**Quoted passage**
-- START --

The above alignment shows a performance of Mozart KV 265 var 1. The bottom piano roll is extracted from the score, all notes have quantized lengths and coinciding chord onsets. The top piano roll is extracted from the performance MIDI, note onsets are played expressively and the note offsets are sometimes influenced by pedalling: all notes are held while the sustain pedal is pressed.


# Offline Note Matching: 

Different note matchers in parangonar compute offline alignments:
- `AutomaticNoteMatcher`: 
    piano roll-based, hierarchical DTW and combinatorial optimization for pitch-wise note distribution.
    requires scores and performances in the current implementation, but not necessarily.
- `DualDTWNoteMatcher`: 
    symbolic note set-based DTW, pitch-wise onsetDTW, separate handling of ornamentations possible.
    requires scores and performances for sequence representation.
    **Default and SOTA** for standard score to performance matching.
- `TheGlueNoteMatcher`:
    pre-trained neural network for note similarity, useful for large mismatches between versions.
    works on any two MIDI files.
- `AnchorPointNoteMatcher`: 
    semi-automatic version of the `AutomaticNoteMatcher`, useful if annotations can be leveraged as anchor points. 

### `AutomaticNoteMatcher`

In [31]:
matcher = pa.AutomaticNoteMatcher()
pred_alignment = matcher(sna_match, 
                        pna_match,
                        verbose_time=True)

# compute f-score and print the results
pa.print_fscore_alignments(pred_alignment, groundtruth_alignment)

### `DualDTWNoteMatcher`

In [32]:
# recompute note arrays from the loaded score and performance
pna_match = perf_match[0].note_array()
# because this matcher requires grace note info
sna_match = score_match[0].note_array(include_grace_notes=True)
matcher = pa.DualDTWNoteMatcher()
pred_alignment = matcher(sna_match, 
                        pna_match,
                        process_ornaments=True,
                        score_part=score_match[0]) # if a score part is passed, ornaments can be handled seperately

# compute f-score and print the results
pa.print_fscore_alignments(pred_alignment, groundtruth_alignment)

### `TheGlueNoteMatcher`

In [33]:
# recompute note arrays from the loaded score and performance
pna_match = perf_match[0].note_array()
sna_match = score_match[0].note_array()
matcher = pa.TheGlueNoteMatcher()
pred_alignment = matcher(sna_match, 
                         pna_match) 

# compute f-score and print the results
pa.print_fscore_alignments(pred_alignment, groundtruth_alignment)

`TheGlueNoteMatcher` made a mistake! We can plot an alignment comparison against the ground truth to find it:

In [34]:
pa.plot_alignment_comparison(pna_match, sna_match, pred_alignment, groundtruth_alignment)

-- END --

**Tasks for this exercise**
1. Reproduce the entries from the line that contains "Segment the green" through the end of the entries, requests included, and offset every coordinate in the answers by -54.
2. Continue the text on parangonar's note matchers from the point where it stops.

**Information given**
-- START --

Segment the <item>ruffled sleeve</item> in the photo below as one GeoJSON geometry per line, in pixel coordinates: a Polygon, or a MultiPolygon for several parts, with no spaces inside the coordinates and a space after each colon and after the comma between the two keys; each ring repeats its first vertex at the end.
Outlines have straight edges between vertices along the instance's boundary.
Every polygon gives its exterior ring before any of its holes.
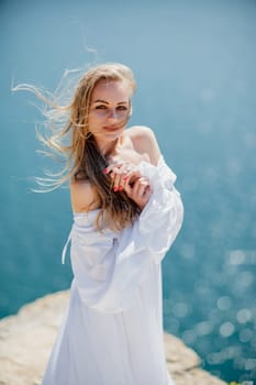
{"type": "Polygon", "coordinates": [[[138,220],[142,242],[156,263],[174,243],[183,220],[183,206],[175,188],[176,175],[160,156],[157,167],[143,162],[141,173],[149,178],[153,194],[138,220]]]}
{"type": "Polygon", "coordinates": [[[92,226],[94,212],[76,216],[71,235],[75,284],[82,301],[102,312],[127,309],[140,293],[147,268],[160,263],[182,222],[182,204],[175,174],[163,157],[156,166],[141,163],[153,194],[140,218],[120,234],[92,226]]]}

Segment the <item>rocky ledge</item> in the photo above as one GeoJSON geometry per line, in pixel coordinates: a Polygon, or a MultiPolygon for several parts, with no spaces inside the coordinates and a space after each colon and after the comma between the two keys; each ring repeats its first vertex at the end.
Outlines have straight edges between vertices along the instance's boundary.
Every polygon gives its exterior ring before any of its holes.
{"type": "MultiPolygon", "coordinates": [[[[45,296],[0,321],[0,385],[40,385],[69,292],[45,296]]],[[[165,333],[168,369],[177,385],[224,385],[200,369],[200,359],[165,333]]],[[[74,384],[75,385],[75,384],[74,384]]]]}

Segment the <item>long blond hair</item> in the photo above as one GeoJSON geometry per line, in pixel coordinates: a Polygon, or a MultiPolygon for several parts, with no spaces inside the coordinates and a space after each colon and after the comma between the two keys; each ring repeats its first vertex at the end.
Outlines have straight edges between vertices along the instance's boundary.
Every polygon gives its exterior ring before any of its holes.
{"type": "MultiPolygon", "coordinates": [[[[89,68],[79,79],[75,92],[66,105],[59,105],[56,95],[49,98],[37,88],[20,85],[14,90],[25,89],[36,94],[44,102],[43,111],[46,118],[48,134],[38,133],[38,139],[46,147],[46,155],[60,155],[64,166],[58,173],[47,174],[47,177],[37,178],[43,188],[49,191],[60,187],[68,180],[88,180],[94,189],[97,204],[100,208],[97,217],[97,227],[108,223],[114,230],[121,230],[132,223],[141,212],[138,206],[124,191],[114,193],[111,188],[111,178],[103,173],[108,165],[100,153],[94,136],[89,132],[88,114],[91,94],[100,80],[126,81],[131,96],[136,89],[132,70],[120,63],[107,63],[89,68]]],[[[124,125],[131,116],[130,110],[124,125]]]]}

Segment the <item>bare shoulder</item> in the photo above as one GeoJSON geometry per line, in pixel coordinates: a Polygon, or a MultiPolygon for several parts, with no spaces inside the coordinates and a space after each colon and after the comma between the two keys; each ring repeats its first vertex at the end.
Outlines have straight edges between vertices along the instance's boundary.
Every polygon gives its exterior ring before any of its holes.
{"type": "Polygon", "coordinates": [[[74,212],[85,212],[97,207],[96,193],[89,182],[71,182],[70,199],[74,212]]]}
{"type": "Polygon", "coordinates": [[[160,157],[160,148],[154,131],[145,125],[133,125],[126,130],[132,140],[134,150],[140,154],[147,154],[151,163],[157,165],[160,157]]]}

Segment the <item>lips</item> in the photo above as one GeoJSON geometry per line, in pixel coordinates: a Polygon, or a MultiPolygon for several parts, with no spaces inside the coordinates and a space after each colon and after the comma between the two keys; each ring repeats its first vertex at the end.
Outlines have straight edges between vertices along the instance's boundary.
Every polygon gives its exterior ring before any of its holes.
{"type": "Polygon", "coordinates": [[[116,127],[116,125],[105,125],[103,127],[104,130],[107,131],[116,131],[116,130],[120,130],[120,127],[116,127]]]}

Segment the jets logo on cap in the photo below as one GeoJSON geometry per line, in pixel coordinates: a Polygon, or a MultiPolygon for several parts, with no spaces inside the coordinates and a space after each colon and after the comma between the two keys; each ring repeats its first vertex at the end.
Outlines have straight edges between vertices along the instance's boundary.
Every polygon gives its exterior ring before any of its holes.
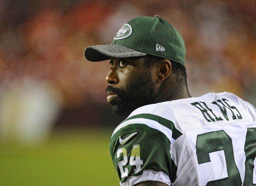
{"type": "Polygon", "coordinates": [[[164,48],[164,47],[163,47],[160,44],[157,44],[156,50],[157,51],[164,51],[165,50],[165,48],[164,48]]]}
{"type": "Polygon", "coordinates": [[[116,36],[114,38],[114,39],[121,39],[126,38],[132,34],[132,27],[127,24],[124,24],[122,28],[118,30],[116,33],[116,36]]]}

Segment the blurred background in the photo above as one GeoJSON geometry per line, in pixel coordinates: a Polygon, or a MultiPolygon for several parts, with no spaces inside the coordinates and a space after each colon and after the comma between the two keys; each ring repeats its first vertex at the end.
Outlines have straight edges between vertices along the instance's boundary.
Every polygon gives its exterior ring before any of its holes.
{"type": "Polygon", "coordinates": [[[0,186],[118,185],[108,145],[124,118],[106,102],[108,63],[84,51],[154,15],[183,37],[192,96],[256,106],[254,0],[1,0],[0,186]]]}

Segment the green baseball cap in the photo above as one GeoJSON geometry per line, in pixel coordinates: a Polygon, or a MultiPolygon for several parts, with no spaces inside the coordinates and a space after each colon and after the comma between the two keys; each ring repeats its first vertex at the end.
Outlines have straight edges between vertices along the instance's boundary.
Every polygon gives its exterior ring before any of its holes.
{"type": "Polygon", "coordinates": [[[110,44],[89,46],[84,50],[85,58],[92,62],[147,54],[185,63],[186,49],[182,37],[159,16],[134,18],[118,30],[110,44]]]}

-- END --

**Task results**
1.
Segment the green baseball cap in the photo above as one GeoJSON geometry per line, in pixel coordinates: a Polygon, or a MultiPolygon for several parts, with no spaces inside the coordinates and a space after each colon and after the comma between the two keys; each ring repeats its first vertex at the end.
Outlines have straight edges between vertices along the instance's boundary.
Every polygon gives its exterior ring before any of its holes.
{"type": "Polygon", "coordinates": [[[56,-10],[35,-8],[30,-4],[31,4],[38,8],[93,0],[131,9],[132,-5],[128,-17],[105,-38],[80,-36],[64,-24],[56,-10]]]}

2.
### `AnchorPointNoteMatcher` 

In [35]:
# compute note arrays from the loaded score and performance
pna_match = perf_match[0].note_array()
sna_match = score_match[0].note_array()

# compute synthetic anchor points every 4 beats
nodes = pa.match.node_array(score_match[0], 
                   perf_match[0], 
                   groundtruth_alignment,
                   node_interval=4)

# match the notes in the note arrays
matcher = pa.AnchorPointNoteMatcher()
pred_alignment = matcher(sna_match, 
                        pna_match,
                        nodes)

# compute f-score and print the results
pa.print_fscore_alignments(pred_alignment, groundtruth_alignment)

# Online / Real-time Alignment

Different note matchers in parangonar compute offline alignments:
- `OnlineTransformerMatcher`::
    pre-trained neural network for local alignment decisions.
    post-processing by a tempo model.
- `OnlinePureTransformerMatcher` 
    pre-trained neural network for local alignment decisions.
    no post-processing.
    
For testing convenience, they all have a `offline` method that loops over all performed notes in a `performance_note_array` and calls the `online` method.


### `OnlineTransformerMatcher` 

In [36]:
# compute note arrays from the loaded score and performance
pna_match = perf_match[0].note_array()
# this matcher requires grace note info
sna_match = score_match[0].note_array(include_grace_notes=True)

matcher = pa.OnlineTransformerMatcher(sna_match)

# the "offline" method loops over all notes in the performance and calls the "online" method for each one.
pred_alignment = matcher.offline(pna_match)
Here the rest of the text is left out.